• Extrait du texte
----------------

A l'occasion de la sortie de son nouveau disque, "Dans cent ans" sur le label Pan European ce vendredi 17 mars, on a eu la chance de taper la discu avec le fabuleux Flavien Berger. Cinq ans après "Contre-temps", il revient clore magistralement sa trilogie initiée en 2015 avec dix titres naviguant entre passé, présent et futur. Dix petits exercices pop comme dix petits talismans, témoins intemporels et précieux du passage de ce grand artiste sur terre.

Rencontre avec ce drôle d'oiseau...

Salut Flavien Berger ! "Dans cent ans", ton nouveau disque vient clore magistralement une trilogie commencée avec "Léviathan" en 2015… Tu avais conscience à l’époque de construire un cycle ?

J’avais l’intuition que ça allait être trois disques, même si entre ces disques j’en ai sorti d’autres. On dit album car ce sont des albums studios, on prend le temps d’en parler, de faire des tournées, c’est une mise en branle un peu industrielle où on se dit qu’on met toutes les billes de notre côté.

C’est vraiment un exercice pop, dans le sens populaire, c’est ma trilogie pop.

Pas sûr d’en avoir eu conscience quand j’ai fait mon premier album mais je savais à peu près que j’allais avoir trois grandes thématiques : la musique comme entité tentaculaire, monstrueuse, qui relie l’humanité, ce Léviathan. Si on donnait une forme à la musique ça serait peut-être un grand monstre. Le deuxième album "Contre-temps", c’est la matière, c’est l’ADN de la musique elle-même, c’est le temps. A quel point un disque peut-être une machine à voyager dans le temps puisque les morceaux nous renvoient à des moments, nous rappelle des choses. Et là, "Dans cent ans", c’est l’occulte, c’est une projection vers l’avenir, vers l’inconnu, à la fois vers le futur et à la fois en nous-même. On connaît si peu de choses de notre cerveau, comme on ne connaît rien de ce qui constitue nos abysses, nos océans… Comme on ne connaît rien du temps. On balbutie, ce sont des explorations vers des projections qui sont presque de la science-fiction. Ma musique comme genre musical qui serait entre la fantaisie et la science-fiction avec des thèmes qui sont ceux de la pop, des sentiments, l’amour, la mort…

Quel rapport tu entretiens, toi, avec le temps qui passe ?

Bien, j’ai la chance de laisser de petits bouts de moi gravés dans des vinyles, donc du plastique, un truc qui va rester longtemps et voyager dans le futur même après ma mort… Enfin je ne dis pas que ça sera toujours écouté mais si les brocantes existent encore il y aura toujours de mes disques. Donc le temps qui passe, ça va, c’est cool. Je ne suis pas trop sujet aux crises de décennies. C’est un sujet, mais je n’ai pas d’angoisses. J’ai des angoisses de mort mais ça se règle de plus en plus.

----------------

• Données fournies
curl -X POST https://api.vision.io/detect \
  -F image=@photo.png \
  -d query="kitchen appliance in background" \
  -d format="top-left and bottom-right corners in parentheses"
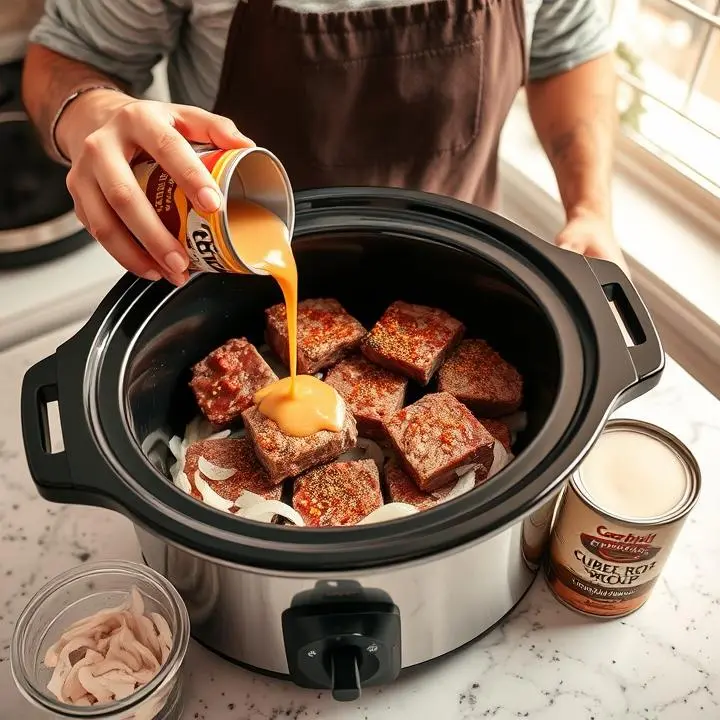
top-left (22, 188), bottom-right (664, 700)
top-left (0, 0), bottom-right (91, 269)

----------------

• Consigne
Extrayez de l'entretien avec Flavien Berger le passage qui commence par « J’avais l’intuition que » et se poursuit jusqu'à « de notre côté. », sans y changer un mot. Ces données ne servent à rien ici.

• Réponse
J’avais l’intuition que ça allait être trois disques, même si entre ces disques j’en ai sorti d’autres. On dit album car ce sont des albums studios, on prend le temps d’en parler, de faire des tournées, c’est une mise en branle un peu industrielle où on se dit qu’on met toutes les billes de notre côté.